» **WHAT YOU SHOULD DO**: Nothing but a number is wanted: the count of lines in the records below that include "horse".

DATA section start

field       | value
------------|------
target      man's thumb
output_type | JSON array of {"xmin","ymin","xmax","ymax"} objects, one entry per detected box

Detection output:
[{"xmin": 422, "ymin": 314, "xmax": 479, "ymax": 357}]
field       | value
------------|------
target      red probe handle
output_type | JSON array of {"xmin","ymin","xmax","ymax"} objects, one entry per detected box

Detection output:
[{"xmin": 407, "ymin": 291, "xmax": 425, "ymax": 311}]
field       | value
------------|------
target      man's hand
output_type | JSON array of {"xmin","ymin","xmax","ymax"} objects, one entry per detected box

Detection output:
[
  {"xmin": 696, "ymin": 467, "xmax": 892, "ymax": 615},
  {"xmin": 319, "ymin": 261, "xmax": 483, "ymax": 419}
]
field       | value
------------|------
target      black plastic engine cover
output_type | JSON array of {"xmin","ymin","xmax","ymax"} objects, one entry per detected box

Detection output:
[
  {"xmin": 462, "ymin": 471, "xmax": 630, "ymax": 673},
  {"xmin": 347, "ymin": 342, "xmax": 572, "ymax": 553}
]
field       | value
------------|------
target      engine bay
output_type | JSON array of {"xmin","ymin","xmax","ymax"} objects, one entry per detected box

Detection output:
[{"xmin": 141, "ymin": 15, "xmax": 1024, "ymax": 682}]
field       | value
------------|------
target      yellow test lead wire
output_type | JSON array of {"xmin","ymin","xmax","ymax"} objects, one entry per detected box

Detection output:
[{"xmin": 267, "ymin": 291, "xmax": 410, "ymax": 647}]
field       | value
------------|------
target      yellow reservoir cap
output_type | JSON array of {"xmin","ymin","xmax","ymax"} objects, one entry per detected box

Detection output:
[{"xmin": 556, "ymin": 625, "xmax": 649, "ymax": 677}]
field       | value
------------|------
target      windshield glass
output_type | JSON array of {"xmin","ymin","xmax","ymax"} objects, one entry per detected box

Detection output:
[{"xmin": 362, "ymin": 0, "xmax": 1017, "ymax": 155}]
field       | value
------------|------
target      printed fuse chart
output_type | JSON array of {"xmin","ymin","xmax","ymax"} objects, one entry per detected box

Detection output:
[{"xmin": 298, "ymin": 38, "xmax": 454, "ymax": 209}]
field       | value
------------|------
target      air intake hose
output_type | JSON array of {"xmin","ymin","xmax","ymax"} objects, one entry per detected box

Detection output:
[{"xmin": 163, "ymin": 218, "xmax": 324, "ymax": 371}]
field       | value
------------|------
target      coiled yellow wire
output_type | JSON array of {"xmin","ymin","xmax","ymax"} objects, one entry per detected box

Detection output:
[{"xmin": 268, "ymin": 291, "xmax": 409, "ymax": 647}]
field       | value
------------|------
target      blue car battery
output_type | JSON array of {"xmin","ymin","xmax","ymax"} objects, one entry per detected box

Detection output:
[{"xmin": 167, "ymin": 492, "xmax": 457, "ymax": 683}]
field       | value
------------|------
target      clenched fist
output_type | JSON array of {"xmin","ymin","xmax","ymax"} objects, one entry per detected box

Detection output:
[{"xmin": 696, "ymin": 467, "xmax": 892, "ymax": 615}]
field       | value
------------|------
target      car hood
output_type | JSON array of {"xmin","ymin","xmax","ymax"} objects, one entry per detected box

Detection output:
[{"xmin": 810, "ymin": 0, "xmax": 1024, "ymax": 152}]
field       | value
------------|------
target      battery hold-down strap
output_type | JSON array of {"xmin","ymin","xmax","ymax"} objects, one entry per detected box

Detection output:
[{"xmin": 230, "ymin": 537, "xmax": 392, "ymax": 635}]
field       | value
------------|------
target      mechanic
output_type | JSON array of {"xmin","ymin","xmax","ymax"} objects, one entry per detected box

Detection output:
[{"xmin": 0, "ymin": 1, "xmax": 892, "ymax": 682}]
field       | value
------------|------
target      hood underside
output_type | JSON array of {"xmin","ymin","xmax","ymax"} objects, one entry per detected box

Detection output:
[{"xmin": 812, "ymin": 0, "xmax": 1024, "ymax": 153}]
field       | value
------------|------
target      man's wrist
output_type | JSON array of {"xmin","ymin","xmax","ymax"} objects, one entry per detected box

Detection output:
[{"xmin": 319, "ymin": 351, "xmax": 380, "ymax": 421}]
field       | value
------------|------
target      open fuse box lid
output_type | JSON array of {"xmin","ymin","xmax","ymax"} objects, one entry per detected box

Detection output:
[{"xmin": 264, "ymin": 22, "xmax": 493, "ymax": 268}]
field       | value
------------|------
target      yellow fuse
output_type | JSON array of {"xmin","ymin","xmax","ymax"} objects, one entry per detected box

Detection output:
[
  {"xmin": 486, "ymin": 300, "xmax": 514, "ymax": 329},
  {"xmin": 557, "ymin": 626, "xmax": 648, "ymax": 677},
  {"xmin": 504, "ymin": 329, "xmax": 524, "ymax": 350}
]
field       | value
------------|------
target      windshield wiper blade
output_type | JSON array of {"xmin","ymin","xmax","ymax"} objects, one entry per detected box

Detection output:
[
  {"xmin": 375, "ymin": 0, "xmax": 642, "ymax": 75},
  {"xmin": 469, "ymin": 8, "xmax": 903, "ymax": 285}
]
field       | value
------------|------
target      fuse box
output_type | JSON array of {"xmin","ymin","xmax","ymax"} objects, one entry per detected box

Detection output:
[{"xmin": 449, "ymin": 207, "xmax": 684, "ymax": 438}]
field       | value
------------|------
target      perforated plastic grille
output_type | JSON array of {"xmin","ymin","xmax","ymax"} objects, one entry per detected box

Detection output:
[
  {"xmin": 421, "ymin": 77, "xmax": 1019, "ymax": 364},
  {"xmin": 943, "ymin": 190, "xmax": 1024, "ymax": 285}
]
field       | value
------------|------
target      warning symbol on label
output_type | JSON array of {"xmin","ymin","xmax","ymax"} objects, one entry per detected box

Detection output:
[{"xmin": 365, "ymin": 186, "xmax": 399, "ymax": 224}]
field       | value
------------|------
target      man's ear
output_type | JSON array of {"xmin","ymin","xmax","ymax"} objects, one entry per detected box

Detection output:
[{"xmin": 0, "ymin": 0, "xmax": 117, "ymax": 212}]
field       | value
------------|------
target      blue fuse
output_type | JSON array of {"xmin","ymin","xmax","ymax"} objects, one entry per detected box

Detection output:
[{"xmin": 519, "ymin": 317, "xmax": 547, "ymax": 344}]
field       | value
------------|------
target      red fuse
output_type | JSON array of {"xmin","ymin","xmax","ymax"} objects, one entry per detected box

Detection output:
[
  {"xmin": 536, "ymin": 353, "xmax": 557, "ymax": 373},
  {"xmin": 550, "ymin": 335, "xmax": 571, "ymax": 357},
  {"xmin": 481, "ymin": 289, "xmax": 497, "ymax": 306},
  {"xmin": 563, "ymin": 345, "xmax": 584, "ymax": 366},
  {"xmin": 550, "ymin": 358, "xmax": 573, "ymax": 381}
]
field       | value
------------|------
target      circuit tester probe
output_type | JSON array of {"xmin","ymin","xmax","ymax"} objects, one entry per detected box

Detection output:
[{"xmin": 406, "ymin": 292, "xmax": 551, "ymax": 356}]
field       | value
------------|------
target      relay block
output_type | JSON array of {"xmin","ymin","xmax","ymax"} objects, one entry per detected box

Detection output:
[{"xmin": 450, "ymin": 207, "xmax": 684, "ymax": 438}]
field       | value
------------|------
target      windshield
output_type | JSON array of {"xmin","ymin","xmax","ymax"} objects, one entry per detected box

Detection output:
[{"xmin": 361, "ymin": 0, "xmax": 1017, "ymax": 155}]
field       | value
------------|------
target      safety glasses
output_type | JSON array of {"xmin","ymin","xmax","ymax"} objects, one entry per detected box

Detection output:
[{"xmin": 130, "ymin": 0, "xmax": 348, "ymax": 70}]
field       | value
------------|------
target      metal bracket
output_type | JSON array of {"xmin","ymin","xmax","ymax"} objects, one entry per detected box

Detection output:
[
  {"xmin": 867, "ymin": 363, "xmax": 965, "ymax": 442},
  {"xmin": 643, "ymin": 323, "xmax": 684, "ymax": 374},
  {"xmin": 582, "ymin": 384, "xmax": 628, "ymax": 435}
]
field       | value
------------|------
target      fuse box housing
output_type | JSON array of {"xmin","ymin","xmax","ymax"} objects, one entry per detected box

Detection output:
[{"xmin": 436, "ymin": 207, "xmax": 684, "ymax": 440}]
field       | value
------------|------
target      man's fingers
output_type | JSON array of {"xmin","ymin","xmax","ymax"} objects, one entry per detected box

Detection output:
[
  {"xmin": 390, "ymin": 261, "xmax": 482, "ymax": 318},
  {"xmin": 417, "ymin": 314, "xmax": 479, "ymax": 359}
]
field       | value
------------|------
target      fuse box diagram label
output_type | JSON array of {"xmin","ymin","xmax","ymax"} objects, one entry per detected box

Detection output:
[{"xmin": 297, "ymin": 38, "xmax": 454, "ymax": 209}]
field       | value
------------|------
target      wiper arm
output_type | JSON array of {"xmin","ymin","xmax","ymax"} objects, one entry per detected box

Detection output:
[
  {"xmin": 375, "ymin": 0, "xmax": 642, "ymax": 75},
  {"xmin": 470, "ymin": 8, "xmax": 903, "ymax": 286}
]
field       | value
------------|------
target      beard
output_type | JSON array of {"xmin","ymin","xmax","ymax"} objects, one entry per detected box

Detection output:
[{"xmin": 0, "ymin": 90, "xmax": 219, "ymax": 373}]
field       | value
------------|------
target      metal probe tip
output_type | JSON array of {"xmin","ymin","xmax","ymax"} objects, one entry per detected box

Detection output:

DATA section end
DATA section start

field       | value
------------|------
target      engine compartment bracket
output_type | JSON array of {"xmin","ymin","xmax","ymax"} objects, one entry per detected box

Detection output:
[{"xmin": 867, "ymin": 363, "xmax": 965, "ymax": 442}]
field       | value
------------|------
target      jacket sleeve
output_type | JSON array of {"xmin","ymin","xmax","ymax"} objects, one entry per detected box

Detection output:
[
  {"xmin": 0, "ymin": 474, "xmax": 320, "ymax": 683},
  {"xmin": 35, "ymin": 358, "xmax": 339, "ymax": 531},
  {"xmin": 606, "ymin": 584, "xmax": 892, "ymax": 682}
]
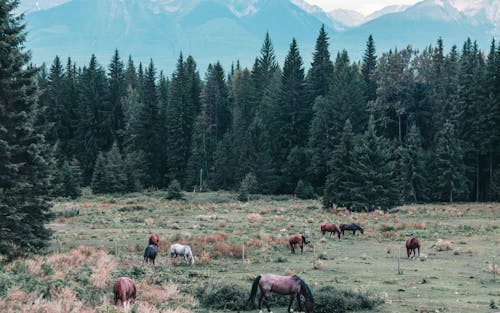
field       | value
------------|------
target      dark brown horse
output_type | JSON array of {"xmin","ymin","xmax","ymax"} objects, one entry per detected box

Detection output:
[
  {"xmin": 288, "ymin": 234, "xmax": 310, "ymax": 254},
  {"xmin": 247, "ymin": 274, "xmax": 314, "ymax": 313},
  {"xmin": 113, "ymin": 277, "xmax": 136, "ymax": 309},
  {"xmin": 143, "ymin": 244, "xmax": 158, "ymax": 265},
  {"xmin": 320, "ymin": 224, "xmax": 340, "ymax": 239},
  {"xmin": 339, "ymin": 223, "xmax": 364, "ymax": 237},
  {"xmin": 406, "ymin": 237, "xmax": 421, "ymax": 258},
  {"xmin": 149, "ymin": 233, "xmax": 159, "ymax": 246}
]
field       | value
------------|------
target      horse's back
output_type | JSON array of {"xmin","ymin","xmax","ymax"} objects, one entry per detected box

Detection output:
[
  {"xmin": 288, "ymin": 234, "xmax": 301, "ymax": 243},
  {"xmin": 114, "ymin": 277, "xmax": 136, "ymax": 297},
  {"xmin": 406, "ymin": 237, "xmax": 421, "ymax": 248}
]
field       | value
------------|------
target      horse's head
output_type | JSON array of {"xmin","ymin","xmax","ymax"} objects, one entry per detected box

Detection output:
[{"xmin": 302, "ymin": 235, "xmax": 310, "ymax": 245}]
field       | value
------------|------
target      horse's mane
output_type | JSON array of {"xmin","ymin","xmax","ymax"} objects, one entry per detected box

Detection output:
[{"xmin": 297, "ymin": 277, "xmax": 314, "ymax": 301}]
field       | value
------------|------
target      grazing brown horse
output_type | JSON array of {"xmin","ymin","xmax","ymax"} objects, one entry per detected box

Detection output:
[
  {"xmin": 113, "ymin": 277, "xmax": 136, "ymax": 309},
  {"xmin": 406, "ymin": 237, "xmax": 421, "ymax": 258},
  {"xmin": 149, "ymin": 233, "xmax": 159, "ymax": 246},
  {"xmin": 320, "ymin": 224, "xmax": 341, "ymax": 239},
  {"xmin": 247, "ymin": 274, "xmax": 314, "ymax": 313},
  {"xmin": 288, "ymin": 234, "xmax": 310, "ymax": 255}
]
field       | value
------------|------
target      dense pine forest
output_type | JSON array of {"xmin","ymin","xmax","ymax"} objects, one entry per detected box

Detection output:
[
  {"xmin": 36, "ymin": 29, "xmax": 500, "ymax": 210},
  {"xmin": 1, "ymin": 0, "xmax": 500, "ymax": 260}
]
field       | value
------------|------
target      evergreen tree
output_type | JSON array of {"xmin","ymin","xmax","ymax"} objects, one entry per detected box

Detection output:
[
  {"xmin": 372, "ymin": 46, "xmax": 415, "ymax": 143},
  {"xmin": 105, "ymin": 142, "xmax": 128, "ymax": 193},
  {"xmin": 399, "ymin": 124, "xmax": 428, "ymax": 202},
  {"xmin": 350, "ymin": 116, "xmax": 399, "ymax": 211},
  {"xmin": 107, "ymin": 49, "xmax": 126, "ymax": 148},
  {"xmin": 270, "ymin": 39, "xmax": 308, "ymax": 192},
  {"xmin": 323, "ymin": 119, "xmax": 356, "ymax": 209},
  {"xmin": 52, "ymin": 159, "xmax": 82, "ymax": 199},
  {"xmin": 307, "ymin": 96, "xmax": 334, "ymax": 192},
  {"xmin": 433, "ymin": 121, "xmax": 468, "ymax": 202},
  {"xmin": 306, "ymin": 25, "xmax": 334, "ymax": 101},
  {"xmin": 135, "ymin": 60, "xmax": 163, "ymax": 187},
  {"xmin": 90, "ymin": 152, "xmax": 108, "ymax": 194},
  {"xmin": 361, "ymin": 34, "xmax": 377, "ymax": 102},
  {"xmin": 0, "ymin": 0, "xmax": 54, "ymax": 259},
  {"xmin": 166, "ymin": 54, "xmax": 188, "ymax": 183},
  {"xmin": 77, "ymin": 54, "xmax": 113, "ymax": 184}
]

DATA section end

» **SOLUTION BELOW**: 5